• _Your task_
Answer these questions from the report on the microbiome and colorectal adenoma.
(a) What does the abbreviation usp stand for?
(b) At what event, and in what format, were the findings presented?
(c) How does colorectal cancer rank among malignancies in Puerto Rico by how common it is?

• _Text passage_
------------------------------

Conference Coverage

Proinflammatory microbiome tied to colorectal adenoma


 

REPORTING FROM GUT 2019

– The fecal presence of least two genes harbored by toxin-producing or proinflammatory bacteria conferred a nearly 200% rise in the odds of colorectal adenoma, investigators reported.

Moreover, the fecal presence of usp (uropathogenic-specific protein), a bacterial gene encoding a genotoxin that damages DNA, correlated with nearly 1,200% greater odds of colorectal adenoma (P =.08), said senior investigator María González-Pons, PhD, of the University of Puerto Rico Comprehensive Cancer Center in San Juan.

“We are continuing to enlarge this study. We need more power to assess statistical significance and look at associations for individual combinations of bacterial genes,” Dr. Pons said in an interview. “Our ultimate goal is to risk-stratify patients so that we know whom to target for [colorectal cancer] prevention.”

Dr. Pons and the study’s lead author, Noe Crespo-Hernandez, of the University of Puerto Rico, presented the findings with their associates in a poster at the the annual Gut Microbiota for Health World Summit.

Colorectal cancer is the most lethal cancer and the second-most common malignancy in Puerto Rico. Despite recommendations for screening colonoscopy, many patients are diagnosed in late-stage disease, when treatment options are limited. Intestinal inflammation is itself key to colorectal carcinogenesis and also promotes the enteric proliferation of gram-negative bacteria that produce potentially carcinogenic toxins. Thus, gut inflammation and the microbiome are of great interest to researchers who are working to develop reliable, minimally invasive tests that assess future colorectal cancer risk.

------------------------------

• _Source material_
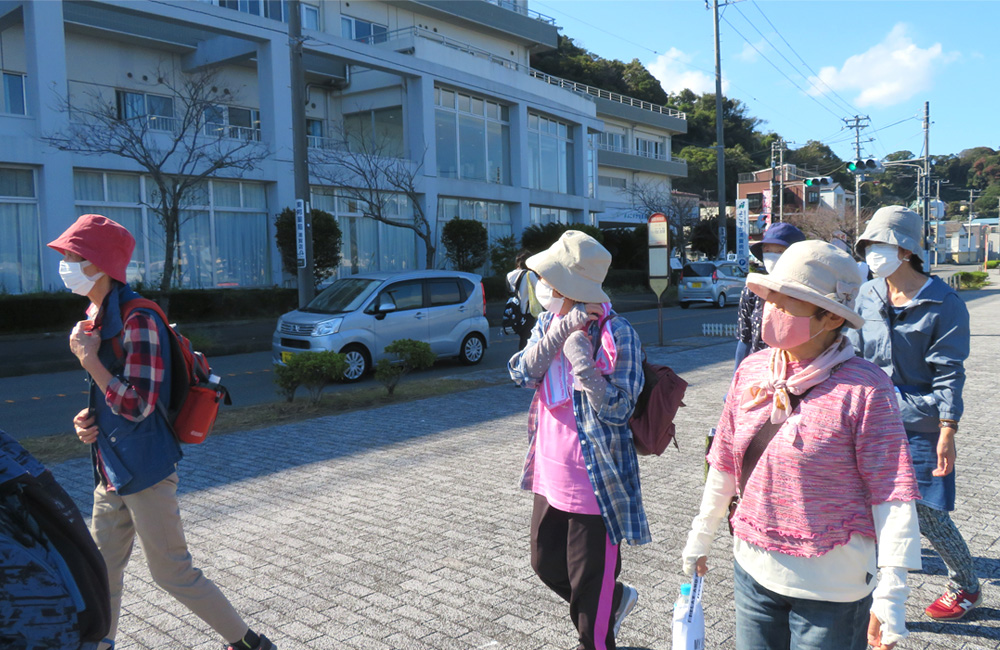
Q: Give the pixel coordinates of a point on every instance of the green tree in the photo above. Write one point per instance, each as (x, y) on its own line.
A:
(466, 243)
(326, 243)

------------------------------

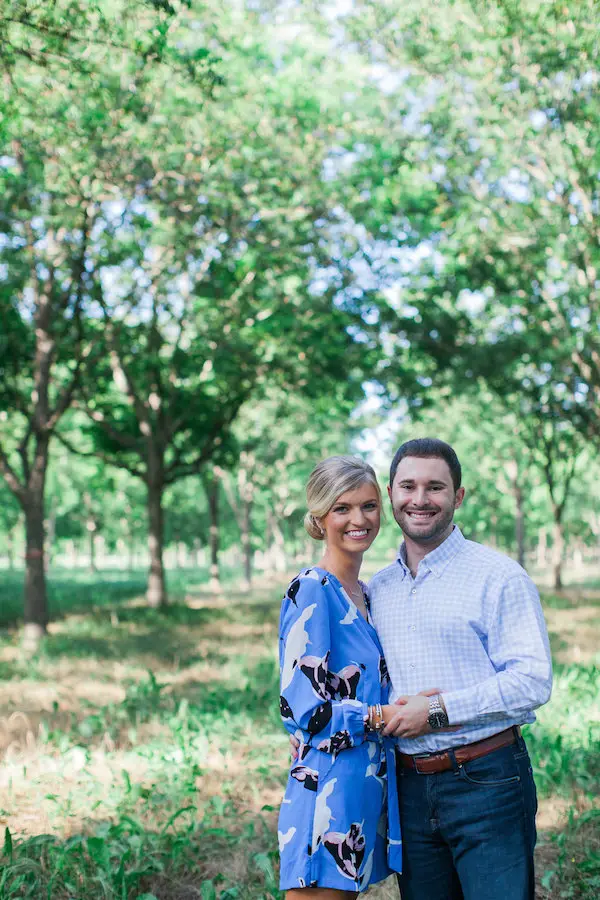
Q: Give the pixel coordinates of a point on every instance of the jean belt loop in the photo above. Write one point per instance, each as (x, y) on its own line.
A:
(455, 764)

------------------------------

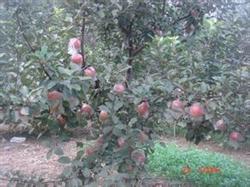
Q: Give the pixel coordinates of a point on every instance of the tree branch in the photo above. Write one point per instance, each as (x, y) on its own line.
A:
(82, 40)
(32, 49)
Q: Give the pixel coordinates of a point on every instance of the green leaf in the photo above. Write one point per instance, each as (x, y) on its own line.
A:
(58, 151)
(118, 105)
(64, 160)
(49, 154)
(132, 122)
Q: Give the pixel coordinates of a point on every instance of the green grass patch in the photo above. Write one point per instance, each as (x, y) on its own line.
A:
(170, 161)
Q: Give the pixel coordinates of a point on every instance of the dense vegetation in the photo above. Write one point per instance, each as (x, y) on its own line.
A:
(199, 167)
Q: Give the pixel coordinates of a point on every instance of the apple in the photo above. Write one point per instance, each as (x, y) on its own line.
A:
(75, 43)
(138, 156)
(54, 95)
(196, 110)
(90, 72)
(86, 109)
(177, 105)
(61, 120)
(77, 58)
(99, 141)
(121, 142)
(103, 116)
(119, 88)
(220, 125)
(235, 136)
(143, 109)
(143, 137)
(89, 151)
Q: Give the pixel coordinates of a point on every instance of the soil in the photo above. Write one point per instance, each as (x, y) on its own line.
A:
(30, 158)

------------------------------

• _Task response_
(a) Uropathogenic-specific protein.
(b) In a poster at the annual Gut Microbiota for Health World Summit.
(c) It is the second-most common malignancy.